CONSIGNE:
Extrayez du matériel ci-dessous toutes les lignes qui contiennent la chaîne « mountain », en tenant compte de la casse.

MATÉRIEL DE L'EXERCICE:
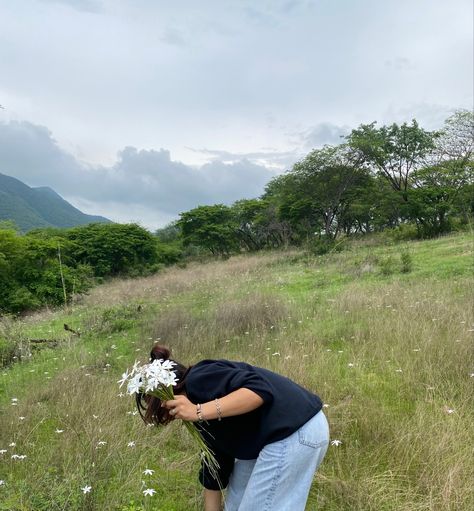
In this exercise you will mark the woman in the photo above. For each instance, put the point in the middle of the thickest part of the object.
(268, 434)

* * *

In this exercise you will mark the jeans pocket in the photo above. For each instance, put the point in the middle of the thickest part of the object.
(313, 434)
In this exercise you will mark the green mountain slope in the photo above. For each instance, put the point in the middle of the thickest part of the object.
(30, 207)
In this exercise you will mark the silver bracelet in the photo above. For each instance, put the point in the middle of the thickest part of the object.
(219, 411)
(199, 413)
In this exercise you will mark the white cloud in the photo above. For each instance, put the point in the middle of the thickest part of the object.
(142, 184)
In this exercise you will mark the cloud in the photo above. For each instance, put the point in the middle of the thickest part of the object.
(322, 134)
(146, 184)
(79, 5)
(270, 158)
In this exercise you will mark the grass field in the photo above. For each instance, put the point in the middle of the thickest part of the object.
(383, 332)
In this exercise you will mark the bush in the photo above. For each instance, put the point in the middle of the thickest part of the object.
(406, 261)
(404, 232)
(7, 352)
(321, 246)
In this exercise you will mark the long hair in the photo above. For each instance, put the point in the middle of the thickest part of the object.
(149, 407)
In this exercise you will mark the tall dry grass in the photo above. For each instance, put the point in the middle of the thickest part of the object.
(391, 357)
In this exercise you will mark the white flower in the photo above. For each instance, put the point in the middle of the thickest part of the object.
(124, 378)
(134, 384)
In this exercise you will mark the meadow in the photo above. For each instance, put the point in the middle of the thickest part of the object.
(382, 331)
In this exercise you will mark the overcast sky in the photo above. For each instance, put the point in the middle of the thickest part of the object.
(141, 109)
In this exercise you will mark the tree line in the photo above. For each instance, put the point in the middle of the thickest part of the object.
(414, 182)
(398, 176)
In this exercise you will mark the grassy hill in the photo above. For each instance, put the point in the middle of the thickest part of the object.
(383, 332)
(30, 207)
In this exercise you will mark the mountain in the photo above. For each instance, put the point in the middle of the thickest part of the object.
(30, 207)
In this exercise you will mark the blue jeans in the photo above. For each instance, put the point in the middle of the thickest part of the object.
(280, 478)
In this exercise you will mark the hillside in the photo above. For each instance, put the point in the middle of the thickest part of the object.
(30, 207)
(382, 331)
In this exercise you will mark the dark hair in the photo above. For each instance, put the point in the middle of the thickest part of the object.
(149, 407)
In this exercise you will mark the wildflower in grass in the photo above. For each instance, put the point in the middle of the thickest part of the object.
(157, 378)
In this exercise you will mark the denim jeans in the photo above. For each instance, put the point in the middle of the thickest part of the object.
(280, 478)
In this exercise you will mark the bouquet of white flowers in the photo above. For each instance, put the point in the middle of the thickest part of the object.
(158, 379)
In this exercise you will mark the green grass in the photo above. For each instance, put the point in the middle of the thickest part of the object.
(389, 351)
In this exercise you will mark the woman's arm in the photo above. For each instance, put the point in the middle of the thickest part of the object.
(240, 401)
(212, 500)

EXERCICE CORRIGÉ:
In this exercise you will mark the green mountain slope in the photo above. For each instance, put the point in the middle of the thickest part of the object.
In this exercise you will mark the mountain in the photo above. For each instance, put the point in the middle of the thickest part of the object.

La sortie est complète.